**Data for the task:**
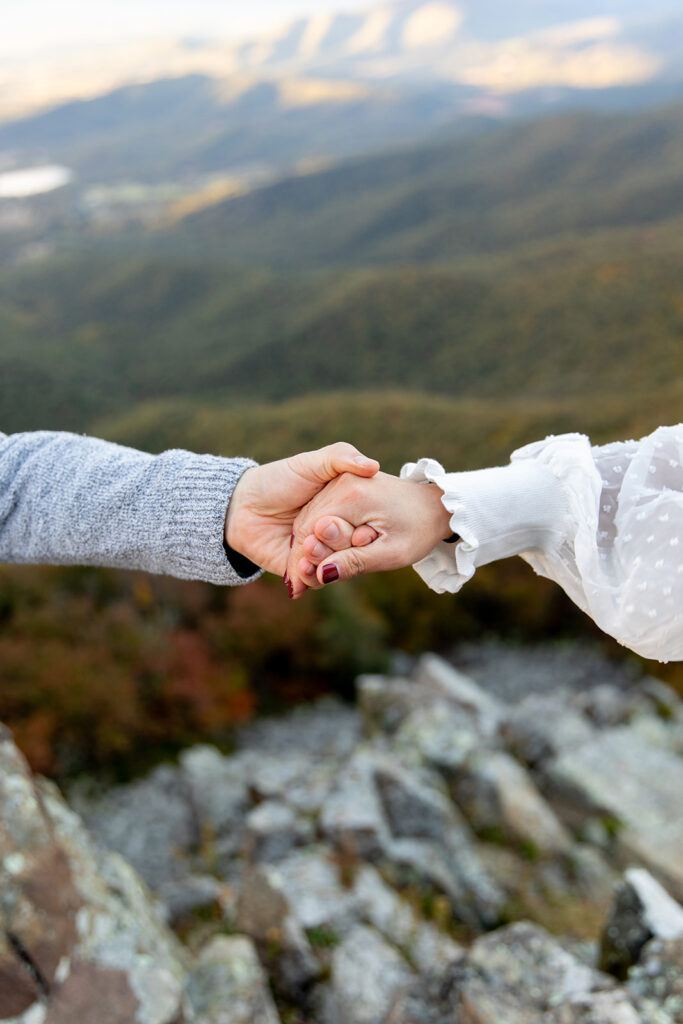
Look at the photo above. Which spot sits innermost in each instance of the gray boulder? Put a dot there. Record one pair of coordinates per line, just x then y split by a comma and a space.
641, 910
655, 983
150, 822
414, 805
228, 985
452, 868
521, 975
425, 946
216, 788
384, 702
543, 726
366, 977
501, 801
272, 830
81, 937
633, 786
435, 735
351, 817
264, 913
441, 680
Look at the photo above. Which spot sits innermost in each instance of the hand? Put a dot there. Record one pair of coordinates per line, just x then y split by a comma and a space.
398, 522
267, 500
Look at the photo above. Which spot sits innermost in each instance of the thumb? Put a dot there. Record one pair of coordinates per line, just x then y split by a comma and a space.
326, 463
376, 557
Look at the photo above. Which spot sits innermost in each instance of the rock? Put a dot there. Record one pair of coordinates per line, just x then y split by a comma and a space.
543, 726
599, 1008
663, 698
228, 985
413, 806
264, 914
636, 788
442, 680
424, 945
217, 791
351, 817
179, 900
604, 705
592, 873
385, 702
521, 975
366, 976
430, 999
315, 894
655, 983
148, 822
272, 830
642, 910
81, 937
657, 731
434, 735
326, 731
501, 801
451, 868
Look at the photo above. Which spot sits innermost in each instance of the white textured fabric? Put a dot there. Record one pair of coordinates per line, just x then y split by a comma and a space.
605, 523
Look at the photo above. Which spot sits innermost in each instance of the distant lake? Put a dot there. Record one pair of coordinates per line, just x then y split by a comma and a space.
33, 181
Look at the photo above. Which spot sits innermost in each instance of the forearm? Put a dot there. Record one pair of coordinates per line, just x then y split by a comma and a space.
496, 512
72, 500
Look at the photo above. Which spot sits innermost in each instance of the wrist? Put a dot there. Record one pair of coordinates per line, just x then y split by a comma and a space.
235, 532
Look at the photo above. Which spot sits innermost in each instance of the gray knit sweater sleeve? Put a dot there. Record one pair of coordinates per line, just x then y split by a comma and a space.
68, 500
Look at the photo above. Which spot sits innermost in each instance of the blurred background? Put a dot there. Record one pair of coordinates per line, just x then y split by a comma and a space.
440, 228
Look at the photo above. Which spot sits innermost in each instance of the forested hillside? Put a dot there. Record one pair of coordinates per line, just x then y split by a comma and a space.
84, 338
455, 301
569, 175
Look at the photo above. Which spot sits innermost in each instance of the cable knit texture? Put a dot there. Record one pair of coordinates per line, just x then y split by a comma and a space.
70, 500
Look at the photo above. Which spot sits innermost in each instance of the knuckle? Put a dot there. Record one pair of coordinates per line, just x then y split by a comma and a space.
354, 562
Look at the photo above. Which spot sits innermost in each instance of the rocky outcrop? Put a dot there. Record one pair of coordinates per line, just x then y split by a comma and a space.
354, 866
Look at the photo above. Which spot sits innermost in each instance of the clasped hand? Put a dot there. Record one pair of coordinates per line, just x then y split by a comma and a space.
329, 515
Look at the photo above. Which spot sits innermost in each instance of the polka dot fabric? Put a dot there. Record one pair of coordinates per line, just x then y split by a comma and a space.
622, 559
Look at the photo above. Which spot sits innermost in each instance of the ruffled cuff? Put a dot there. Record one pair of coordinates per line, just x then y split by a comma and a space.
496, 512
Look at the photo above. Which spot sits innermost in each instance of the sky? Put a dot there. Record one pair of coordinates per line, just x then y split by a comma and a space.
31, 27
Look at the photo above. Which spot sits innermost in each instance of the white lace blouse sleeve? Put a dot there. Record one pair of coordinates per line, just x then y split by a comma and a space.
605, 523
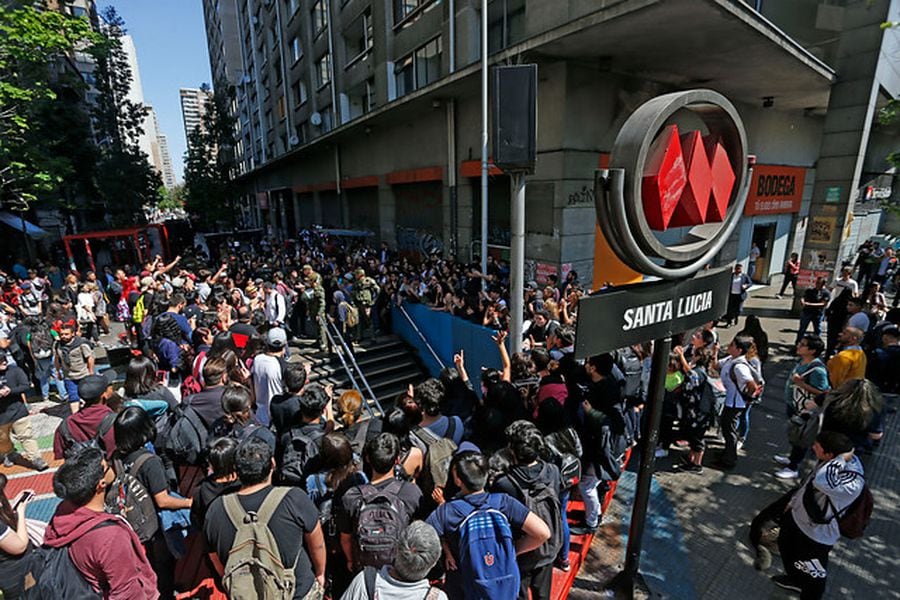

**Exercise prompt:** The response consists of the data above printed line for line, with no pictures.

**Written solution:**
Look at the photo above. Which spot sits innermost in each instance of the gray boulder? Put a dot there. Record one pair of coordinates per line, just x then y split by a comma and a space.
641, 910
655, 983
150, 822
414, 805
228, 985
452, 868
521, 975
425, 946
216, 788
384, 702
543, 726
366, 977
501, 801
272, 830
81, 937
633, 786
435, 735
351, 817
264, 913
441, 680
Look at the photo above. Which spot sits innermost in each instance of the hand? Put a dot there. Record one pair of coordinates per line, just x then y split by a comma and a space.
398, 522
267, 500
Look at the photo above. Which spot sits innermost in each instance of the thumb? Put a dot there. Record one pair of coordinates per line, just x then y split by a comma and a space.
326, 463
376, 557
Look at the photo above. Which spot sits innermost in each instance of the rock? Put a dot there. Record one pair of coordinates per line, just x then y split by a comma and a space.
543, 726
599, 1008
663, 698
228, 985
413, 806
264, 914
636, 788
442, 680
424, 945
217, 791
351, 817
179, 900
604, 705
592, 873
385, 702
521, 975
366, 976
430, 999
315, 894
655, 983
148, 822
272, 830
642, 910
81, 937
657, 731
434, 735
326, 731
501, 801
451, 868
Look at the photo above. Which spot sits innermost in each instance of the white textured fabric? Put a dot there. Record one pair of coordinates per line, just x then y split by a comma and a space.
605, 523
Look at the photo above. Which spot sits innermost in each instance of the distant lake? Put a dot there. Record one pair of coordinates per line, just x then y split by a comma and a space.
33, 181
Look at the photo above. Which spot sits innermost in each instance of the forearm? Put a dot there. Record one pair of coordinates per line, just x then y split by a comma and a space.
496, 512
72, 500
Look at the photo above. Which spot sits innermost in each instance of the wrist? Put a dot there. Record one pair of coordinates per line, just x then y split by a comma and a space.
235, 532
Look at the photo above. Which spot sits innermost in each instance of the gray knit sweater sleeve? Put a dot there. Record one pair of coordinates per line, just x then y split by a comma and a space.
68, 500
Look at the photo above. Which spot sits innermost in each instance of the blurred background? Put a dot there. Record one pair of coordinates per line, just x then y split by a comma and a space.
440, 228
Look at the photo above. Which spot sits innermost in each instance of the forested hillside? Put a dot there. Record one pair of coordinates per line, just x then y split by a comma and a space.
84, 338
455, 301
569, 175
Look at the photo above. Which spot sits innermost in each instance of the cable knit texture? Put a dot there. Record one pair of coordinates per line, just x then y split by a comma and a space.
70, 500
Look at the photo above. Which spot sits innermost in each instance of the knuckle? Put a dot there. Record one pair of coordinates per line, just x then y split by a comma and a space.
354, 562
Look at the photo above. Which spot sits innermost in each instance of the rocky outcrop? Put a dot there. Record one pair of coordinates per line, just x then y split by a comma and a space.
354, 866
Look at the photo above. Which spot sits innermost in each instance of the clasped hand? Put a dot there. Record one pair of coordinates per line, just x then y split by a comma and a space.
329, 515
Look at the photo above. Which spot sits innermost in each instance of the polka dot fabric? Put a dot there. Record one pair of coordinates per line, just x then y split by a comma and a space.
622, 559
Look at the photo above. Which spot sits innermost in each instance of the ruffled cuff? Put a dot there. Record one pair of coordinates per line, just x then y split by a comma and a space.
496, 512
Look at the photo above. Which spot sits innermost in each instance of the sky? Put a dot there. Record one pair of coordinates per line, just x then y split by a comma and a space.
31, 27
Look at the photo above. Which spot sits innermost in each instance of the white lace blouse sleeve? Put a dot there. Record one pair of coordinates per line, just x then y split by a comma and a space.
605, 523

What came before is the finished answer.